There's something adorable about watching your child smear colour on their dadi's cheeks while she laughs and pretends to be upset about it. Or seeing Nana sit in the verandah, clapping along to old Holi songs while the whole family plays around him. These are the moments that stick. These are the photographs that live on phones for years.
Grandparents and Holi go together in a way that's hard to explain unless you've grown up in an Indian household. For them, this festival carries decades of memories, like the Holi they played as children, the one they celebrated when they got married, the one where they first put colour on your face when you were a baby. Holi is emotional for them in a way it simply isn't yet for your seven-year-old, who just wants to win the water balloon fight.
But as much as dada-dadi and nana-nani love being part of the celebration, their bodies are not always on board. Crowded gatherings are exhausting. Standing for long periods hurts their knees. Loud music strains their hearing. The cold water from pichkaris, even on a warm Holi morning, can hit ageing joints hard. And many of them will not say a word about any of this, because they don't want to be a burden, and they don't want to miss out.
This is where families and kids, with a little gentle teaching, can make a real difference.
Understanding What They Can and Cannot Do, Without Making It Awkward
The first step is the most important one, and it has nothing to do with planning. It's about having a simple conversation with your elderly parent or in-law before Holi, not during.
^^^^^^^^
WORK TASK: Transcribe the Holi article word for word, starting at "But as much" and ending after "Holi, not during.". The material after the Holi article comes from a separate source.

RECORDED DATA:
^^^^^^^^
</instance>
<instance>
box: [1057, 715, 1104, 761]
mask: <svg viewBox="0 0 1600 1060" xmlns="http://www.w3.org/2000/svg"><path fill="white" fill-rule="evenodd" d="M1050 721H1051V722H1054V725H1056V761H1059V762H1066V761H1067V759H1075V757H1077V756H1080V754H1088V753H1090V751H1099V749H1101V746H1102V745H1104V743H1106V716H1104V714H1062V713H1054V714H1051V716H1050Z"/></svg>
^^^^^^^^
WORKED SOLUTION:
But as much as dada-dadi and nana-nani love being part of the celebration, their bodies are not always on board. Crowded gatherings are exhausting. Standing for long periods hurts their knees. Loud music strains their hearing. The cold water from pichkaris, even on a warm Holi morning, can hit ageing joints hard. And many of them will not say a word about any of this, because they don't want to be a burden, and they don't want to miss out.
This is where families and kids, with a little gentle teaching, can make a real difference.
Understanding What They Can and Cannot Do, Without Making It Awkward
The first step is the most important one, and it has nothing to do with planning. It's about having a simple conversation with your elderly parent or in-law before Holi, not during.